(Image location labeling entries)
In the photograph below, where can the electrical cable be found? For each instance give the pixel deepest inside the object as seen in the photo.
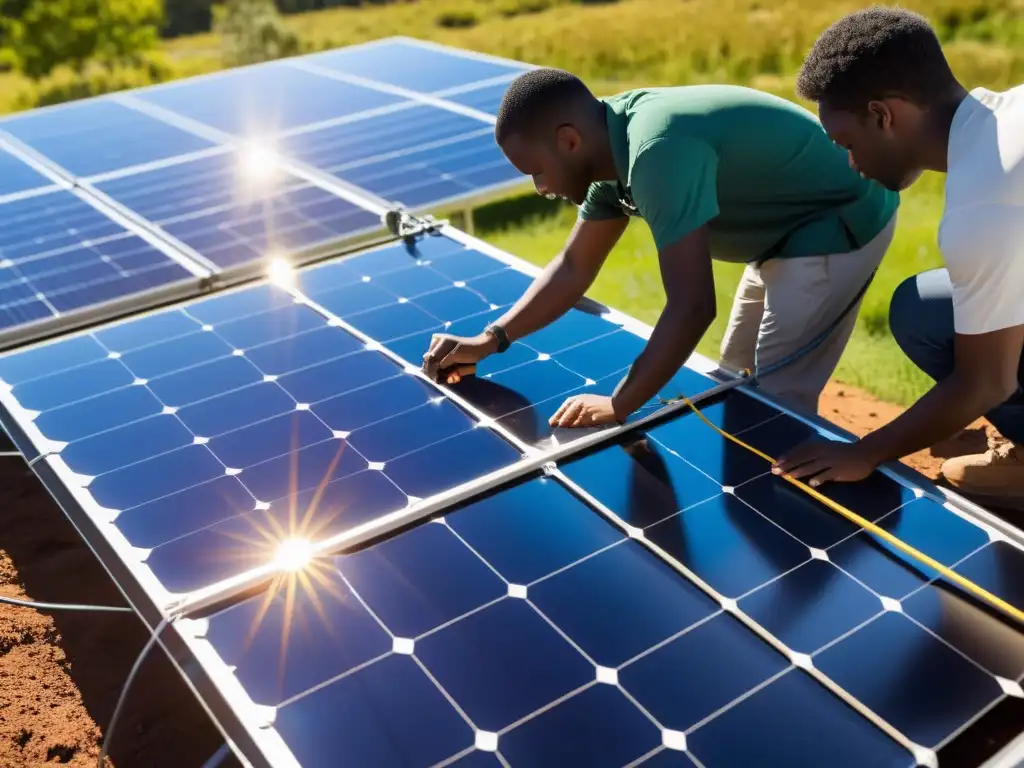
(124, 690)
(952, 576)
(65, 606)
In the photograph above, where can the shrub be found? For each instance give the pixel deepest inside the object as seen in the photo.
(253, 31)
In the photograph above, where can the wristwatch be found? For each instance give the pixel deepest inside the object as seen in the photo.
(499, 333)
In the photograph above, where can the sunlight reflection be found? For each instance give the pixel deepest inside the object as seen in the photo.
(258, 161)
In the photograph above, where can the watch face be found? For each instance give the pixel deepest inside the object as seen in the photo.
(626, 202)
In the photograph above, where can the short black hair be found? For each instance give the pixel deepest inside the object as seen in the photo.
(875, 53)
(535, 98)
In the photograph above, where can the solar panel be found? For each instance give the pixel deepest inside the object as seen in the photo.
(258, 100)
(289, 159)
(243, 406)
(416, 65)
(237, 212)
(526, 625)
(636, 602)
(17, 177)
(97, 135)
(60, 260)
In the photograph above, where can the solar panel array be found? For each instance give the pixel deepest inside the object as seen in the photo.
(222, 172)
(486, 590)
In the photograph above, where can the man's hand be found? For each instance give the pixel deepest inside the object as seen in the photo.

# Stated exercise
Write the lines out exactly, from the one with "In the photograph above, where can the wristwatch" down to the last line of the listing, and leave out all others.

# Result for this task
In the photograph above, where can the wristwatch be found? For each instance give the pixel deepest inside the object as seen in the photo.
(499, 333)
In the photograph above, where can the sunlight reflection be found? For each instance give the pixel deepest inside the object as seen in the photo.
(258, 161)
In the photograph above, where can the watch face be found? For each instance give the pixel deepest inside the object as seen in the photo.
(626, 202)
In the photograph above, where can the short black hair be found? For each instance give the pixel deepest inside the object as seen in the photo.
(875, 53)
(535, 98)
In the photograph above, where can the solar panel be found? For each instance give the pixel deepest inside the object as seen in the photo.
(258, 100)
(289, 159)
(243, 406)
(416, 65)
(237, 212)
(526, 625)
(636, 602)
(17, 177)
(97, 135)
(60, 260)
In the photograph above, where can the solar panel array be found? For each instance give the pixel deepest inside the object as seen in the photo.
(222, 172)
(486, 590)
In the photograph above, where can the man's hand be found? For each instance give the pixel deepest inside the object as seen in the photo.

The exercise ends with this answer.